その後も、ロビンソンに対する嫌がらせは、
あとを絶たない。
球場に来たら射殺してやる、という、
物騒な脅迫さえ何度もあった。

そんなとき、リースが冗談めかして言った。
「ジャッキー、俺から離れてよ!
 撃つやつが下手だったら俺に当たるだろう」

チームの誰かがそれに答える。
「だったら、チーム全員で背番号42を着ればいい!
 そうすれば誰がロビンソンかわからなくなる」

差別や迫害は、かえって
チームの結束を強くしていった。



六番 レフト ロバート・B・パーカー

15歳の少年が、
ブルックリン行きのバスに乗る。
乗客は、少年以外、すべて黒人だ。

ひとりの女性が話しかける。
「何をしに来たの?」
「ぼくはドジャースファンだ。
 ボストンから、ジャッキーを見に来た」
女性が大声で仲間に言う。
「この子はね、われらがジャッキーを見に、
 はるばるやって来たんだよ!」

少年の名は、
ロバート・B・パーカー。
後年、ハードボイルドの作家になる。

この話は、
『ダブルプレー』という小説に登場する。

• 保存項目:
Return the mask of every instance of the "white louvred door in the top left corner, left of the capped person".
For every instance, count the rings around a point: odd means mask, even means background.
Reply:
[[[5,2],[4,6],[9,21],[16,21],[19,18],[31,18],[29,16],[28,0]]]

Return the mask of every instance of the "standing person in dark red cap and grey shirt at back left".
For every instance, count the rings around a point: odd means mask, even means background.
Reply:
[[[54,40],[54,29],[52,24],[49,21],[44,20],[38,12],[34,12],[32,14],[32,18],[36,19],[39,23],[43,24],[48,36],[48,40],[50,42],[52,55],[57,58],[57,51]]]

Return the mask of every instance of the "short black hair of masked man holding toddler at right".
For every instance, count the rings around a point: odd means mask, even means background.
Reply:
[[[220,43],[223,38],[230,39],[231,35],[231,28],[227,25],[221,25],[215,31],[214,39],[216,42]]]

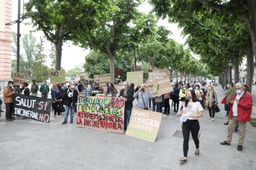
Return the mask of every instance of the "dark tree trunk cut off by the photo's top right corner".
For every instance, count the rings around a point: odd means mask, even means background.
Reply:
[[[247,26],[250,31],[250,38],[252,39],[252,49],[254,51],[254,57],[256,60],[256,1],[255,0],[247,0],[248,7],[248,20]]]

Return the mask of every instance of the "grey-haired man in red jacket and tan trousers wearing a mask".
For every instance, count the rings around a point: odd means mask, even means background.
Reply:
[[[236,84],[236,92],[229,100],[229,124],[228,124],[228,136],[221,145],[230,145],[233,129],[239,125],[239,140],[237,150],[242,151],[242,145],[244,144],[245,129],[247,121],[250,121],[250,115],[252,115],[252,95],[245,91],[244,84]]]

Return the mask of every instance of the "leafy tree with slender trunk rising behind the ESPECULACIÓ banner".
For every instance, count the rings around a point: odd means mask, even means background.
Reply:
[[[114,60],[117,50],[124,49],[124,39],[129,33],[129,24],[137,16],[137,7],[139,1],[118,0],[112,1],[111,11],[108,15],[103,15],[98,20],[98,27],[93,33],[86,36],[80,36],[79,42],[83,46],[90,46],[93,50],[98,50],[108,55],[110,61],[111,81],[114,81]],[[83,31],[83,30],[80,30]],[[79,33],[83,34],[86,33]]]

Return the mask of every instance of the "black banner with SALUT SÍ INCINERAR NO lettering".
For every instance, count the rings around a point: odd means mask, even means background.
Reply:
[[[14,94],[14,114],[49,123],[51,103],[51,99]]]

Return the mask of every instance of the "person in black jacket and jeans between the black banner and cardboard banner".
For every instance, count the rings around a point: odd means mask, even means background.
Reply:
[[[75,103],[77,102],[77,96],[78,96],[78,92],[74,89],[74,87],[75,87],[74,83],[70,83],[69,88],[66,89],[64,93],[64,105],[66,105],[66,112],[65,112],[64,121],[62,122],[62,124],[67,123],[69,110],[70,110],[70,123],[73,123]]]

--

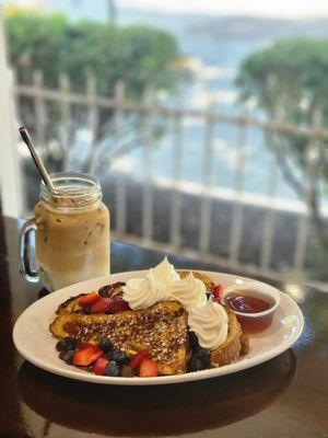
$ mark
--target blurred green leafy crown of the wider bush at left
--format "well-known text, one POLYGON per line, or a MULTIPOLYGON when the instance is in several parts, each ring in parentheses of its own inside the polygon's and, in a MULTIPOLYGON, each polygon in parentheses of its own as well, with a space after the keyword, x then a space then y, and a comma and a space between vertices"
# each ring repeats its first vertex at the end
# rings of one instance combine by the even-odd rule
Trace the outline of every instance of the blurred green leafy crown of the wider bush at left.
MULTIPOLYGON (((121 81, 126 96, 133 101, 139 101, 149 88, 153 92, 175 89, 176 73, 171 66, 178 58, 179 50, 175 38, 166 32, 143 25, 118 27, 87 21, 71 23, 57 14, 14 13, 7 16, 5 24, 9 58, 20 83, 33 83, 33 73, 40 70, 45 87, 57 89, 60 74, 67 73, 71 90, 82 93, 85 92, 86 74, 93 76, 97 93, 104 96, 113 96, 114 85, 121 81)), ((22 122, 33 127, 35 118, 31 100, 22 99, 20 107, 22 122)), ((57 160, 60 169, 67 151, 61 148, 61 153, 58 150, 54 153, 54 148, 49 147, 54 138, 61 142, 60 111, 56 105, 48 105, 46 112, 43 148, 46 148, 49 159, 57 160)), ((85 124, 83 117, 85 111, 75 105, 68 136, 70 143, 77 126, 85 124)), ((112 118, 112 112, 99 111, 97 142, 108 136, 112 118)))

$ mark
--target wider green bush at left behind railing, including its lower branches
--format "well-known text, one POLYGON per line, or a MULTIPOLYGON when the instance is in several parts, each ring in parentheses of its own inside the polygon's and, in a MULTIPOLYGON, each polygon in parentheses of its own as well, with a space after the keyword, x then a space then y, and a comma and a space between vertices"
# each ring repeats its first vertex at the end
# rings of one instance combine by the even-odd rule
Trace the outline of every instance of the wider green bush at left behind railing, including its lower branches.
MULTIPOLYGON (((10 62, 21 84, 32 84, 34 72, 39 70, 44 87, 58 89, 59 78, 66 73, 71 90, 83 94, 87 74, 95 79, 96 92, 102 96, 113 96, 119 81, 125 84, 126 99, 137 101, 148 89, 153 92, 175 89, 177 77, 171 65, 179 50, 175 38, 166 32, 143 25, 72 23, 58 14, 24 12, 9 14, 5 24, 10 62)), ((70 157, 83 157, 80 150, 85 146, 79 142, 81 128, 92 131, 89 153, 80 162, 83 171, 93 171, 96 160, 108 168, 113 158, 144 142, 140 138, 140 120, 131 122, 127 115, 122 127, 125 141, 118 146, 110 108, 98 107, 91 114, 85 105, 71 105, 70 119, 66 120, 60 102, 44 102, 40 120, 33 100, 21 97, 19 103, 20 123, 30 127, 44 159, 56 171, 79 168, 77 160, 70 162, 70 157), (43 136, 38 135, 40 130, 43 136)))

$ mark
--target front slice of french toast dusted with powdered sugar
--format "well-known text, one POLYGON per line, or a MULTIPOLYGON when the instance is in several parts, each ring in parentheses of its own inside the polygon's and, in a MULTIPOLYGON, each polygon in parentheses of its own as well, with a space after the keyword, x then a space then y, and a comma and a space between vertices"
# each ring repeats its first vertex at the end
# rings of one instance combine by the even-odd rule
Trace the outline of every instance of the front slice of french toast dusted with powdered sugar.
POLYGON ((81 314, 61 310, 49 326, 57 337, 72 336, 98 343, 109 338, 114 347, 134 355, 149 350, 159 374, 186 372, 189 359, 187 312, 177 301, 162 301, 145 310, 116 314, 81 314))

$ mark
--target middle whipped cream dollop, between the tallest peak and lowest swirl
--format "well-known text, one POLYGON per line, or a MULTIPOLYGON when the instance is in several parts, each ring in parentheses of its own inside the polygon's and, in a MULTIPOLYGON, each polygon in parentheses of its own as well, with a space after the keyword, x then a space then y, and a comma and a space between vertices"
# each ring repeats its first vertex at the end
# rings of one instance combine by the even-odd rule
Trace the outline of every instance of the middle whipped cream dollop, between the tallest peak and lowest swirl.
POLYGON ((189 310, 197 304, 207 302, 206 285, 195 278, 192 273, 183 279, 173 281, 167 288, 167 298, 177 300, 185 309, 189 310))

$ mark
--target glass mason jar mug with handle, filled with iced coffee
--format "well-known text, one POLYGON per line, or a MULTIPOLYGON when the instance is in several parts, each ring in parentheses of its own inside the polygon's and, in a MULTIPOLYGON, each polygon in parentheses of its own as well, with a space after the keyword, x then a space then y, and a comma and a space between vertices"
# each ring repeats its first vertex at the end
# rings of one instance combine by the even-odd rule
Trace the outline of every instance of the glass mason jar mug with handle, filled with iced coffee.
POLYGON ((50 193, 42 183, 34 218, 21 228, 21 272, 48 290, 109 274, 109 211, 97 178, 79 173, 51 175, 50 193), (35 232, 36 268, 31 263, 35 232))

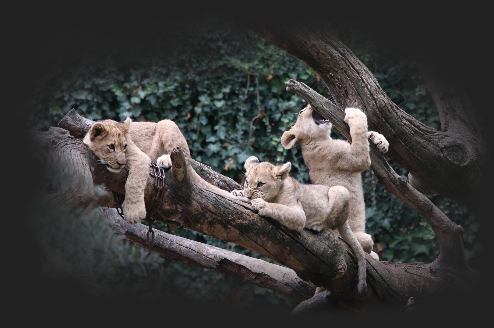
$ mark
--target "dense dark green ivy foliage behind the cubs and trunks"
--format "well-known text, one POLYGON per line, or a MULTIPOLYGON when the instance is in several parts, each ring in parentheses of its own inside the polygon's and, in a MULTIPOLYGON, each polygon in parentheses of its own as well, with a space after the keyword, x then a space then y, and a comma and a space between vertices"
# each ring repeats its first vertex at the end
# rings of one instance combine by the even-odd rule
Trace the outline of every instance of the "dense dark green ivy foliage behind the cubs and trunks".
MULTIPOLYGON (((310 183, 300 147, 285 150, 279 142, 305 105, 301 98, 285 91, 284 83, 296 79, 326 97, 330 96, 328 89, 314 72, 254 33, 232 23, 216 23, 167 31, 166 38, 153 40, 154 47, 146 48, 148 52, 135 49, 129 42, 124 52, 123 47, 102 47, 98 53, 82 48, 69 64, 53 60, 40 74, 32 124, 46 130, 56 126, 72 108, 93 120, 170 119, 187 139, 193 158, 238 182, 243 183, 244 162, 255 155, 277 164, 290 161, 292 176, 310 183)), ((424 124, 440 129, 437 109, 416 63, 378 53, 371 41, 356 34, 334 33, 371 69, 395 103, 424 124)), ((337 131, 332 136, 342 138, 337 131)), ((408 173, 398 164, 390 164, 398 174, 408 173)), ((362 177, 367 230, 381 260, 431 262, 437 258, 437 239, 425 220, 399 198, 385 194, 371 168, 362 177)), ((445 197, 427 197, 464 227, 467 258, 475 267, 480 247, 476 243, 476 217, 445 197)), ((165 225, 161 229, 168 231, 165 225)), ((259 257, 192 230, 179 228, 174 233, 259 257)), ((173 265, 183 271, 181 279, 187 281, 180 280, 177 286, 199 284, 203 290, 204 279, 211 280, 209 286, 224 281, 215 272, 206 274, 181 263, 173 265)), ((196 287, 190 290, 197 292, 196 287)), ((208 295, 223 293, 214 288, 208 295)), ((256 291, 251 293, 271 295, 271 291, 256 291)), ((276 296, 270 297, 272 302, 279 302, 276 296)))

--

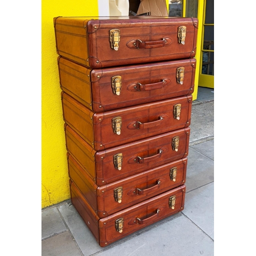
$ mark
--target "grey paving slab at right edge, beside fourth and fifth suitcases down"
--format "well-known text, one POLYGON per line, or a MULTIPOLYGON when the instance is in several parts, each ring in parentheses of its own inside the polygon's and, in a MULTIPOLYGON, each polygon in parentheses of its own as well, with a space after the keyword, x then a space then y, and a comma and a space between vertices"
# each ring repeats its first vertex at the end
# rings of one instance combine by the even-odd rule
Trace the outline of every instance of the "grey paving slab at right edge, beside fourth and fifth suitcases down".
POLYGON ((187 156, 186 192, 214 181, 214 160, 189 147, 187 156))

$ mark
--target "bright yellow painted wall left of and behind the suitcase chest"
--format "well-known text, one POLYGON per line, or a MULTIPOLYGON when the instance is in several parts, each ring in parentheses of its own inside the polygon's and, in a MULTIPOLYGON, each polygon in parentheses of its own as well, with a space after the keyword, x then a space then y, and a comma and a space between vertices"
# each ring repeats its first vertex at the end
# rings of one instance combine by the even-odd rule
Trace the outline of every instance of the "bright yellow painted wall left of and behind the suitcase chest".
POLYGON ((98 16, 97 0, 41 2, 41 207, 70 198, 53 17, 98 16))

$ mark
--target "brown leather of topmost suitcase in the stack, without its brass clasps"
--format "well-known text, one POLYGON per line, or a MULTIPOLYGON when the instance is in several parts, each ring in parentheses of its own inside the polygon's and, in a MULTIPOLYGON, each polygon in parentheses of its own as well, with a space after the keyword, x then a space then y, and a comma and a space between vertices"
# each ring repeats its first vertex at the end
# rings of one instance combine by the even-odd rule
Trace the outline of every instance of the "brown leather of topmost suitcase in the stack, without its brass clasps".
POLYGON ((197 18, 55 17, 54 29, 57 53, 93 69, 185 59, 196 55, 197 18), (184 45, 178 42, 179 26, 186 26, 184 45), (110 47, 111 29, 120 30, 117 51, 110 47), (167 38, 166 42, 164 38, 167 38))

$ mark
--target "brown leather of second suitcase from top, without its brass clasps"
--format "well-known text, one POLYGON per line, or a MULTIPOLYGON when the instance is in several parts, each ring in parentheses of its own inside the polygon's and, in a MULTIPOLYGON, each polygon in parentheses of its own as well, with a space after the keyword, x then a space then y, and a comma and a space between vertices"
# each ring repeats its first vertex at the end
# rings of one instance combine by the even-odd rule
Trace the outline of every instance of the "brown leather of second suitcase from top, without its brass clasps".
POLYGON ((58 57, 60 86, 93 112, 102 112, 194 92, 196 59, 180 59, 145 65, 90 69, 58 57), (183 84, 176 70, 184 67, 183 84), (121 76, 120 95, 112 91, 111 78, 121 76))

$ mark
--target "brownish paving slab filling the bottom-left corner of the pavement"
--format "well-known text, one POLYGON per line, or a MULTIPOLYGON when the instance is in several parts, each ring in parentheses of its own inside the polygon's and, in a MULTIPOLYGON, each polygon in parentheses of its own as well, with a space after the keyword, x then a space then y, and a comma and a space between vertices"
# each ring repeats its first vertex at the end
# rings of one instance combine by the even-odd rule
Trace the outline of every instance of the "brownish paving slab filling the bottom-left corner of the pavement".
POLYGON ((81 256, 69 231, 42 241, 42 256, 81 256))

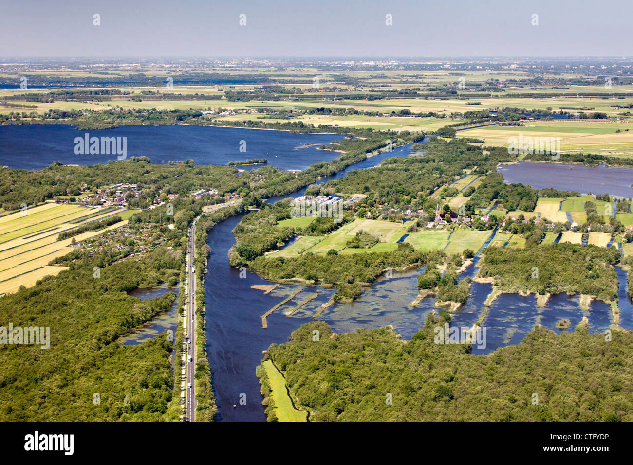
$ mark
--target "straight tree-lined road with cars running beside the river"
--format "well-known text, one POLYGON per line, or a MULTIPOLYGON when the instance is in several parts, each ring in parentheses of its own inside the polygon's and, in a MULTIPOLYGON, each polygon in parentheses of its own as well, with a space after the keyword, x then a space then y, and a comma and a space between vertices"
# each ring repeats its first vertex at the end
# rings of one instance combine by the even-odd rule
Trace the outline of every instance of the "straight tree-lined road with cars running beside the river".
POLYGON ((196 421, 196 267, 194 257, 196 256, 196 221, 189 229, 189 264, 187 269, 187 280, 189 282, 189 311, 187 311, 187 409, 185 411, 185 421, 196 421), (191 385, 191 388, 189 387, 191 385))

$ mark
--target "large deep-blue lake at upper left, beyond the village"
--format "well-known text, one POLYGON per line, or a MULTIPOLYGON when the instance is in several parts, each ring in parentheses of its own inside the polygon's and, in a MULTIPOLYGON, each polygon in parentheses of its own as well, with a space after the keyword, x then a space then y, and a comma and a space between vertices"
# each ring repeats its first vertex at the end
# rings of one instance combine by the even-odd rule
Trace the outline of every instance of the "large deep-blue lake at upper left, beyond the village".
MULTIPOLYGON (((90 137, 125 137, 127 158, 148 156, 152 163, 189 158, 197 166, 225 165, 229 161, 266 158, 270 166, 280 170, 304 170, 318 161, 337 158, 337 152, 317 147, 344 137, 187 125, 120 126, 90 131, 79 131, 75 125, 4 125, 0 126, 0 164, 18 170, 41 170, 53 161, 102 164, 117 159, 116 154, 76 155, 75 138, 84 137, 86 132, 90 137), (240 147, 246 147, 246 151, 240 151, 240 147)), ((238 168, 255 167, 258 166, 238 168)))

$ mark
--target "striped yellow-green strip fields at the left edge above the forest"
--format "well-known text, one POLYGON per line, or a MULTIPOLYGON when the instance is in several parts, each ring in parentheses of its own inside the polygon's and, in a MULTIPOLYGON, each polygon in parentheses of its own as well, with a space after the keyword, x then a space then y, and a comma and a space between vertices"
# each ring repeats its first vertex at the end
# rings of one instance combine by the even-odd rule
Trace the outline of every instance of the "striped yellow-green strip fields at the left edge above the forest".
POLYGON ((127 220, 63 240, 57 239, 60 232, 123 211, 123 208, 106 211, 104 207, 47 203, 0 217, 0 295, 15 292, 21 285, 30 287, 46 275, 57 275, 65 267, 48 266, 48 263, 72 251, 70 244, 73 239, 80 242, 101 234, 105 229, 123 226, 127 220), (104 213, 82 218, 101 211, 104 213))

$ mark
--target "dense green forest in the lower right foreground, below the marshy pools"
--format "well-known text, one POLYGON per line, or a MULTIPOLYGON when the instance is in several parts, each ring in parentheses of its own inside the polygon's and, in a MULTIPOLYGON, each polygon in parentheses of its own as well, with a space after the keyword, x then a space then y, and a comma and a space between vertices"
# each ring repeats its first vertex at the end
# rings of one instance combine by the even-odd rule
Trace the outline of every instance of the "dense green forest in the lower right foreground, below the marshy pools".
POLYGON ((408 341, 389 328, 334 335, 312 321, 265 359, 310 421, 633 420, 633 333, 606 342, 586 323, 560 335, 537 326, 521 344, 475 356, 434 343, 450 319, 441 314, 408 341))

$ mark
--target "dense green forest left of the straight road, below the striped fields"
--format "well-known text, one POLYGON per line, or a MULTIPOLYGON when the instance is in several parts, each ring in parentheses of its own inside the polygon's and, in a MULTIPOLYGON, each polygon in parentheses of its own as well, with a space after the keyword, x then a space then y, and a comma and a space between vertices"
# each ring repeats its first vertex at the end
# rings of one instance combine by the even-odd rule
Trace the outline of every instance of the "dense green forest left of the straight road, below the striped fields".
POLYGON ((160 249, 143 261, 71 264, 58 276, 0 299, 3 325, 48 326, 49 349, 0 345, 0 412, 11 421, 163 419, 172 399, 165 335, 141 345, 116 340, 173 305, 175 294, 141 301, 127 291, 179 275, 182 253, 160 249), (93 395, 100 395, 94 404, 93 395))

• 課題: ジャッキー・ロビンソンについての抜粋で、チームの誰かが「チーム全員で背番号42を着ればいい」と言ったのはなぜか。抜粋に書かれた理由を一〜三文で説明せよ。 これらの行は、抜粋とは別の資料である。

• 解答: 全員が背番号42を着れば、誰がロビンソンかわからなくなるからだ。これは、球場に来たら射殺するという脅迫が何度もあるなかで、リースが「撃つやつが下手だったら俺に当たる」と冗談めかして言ったことへの返答だった。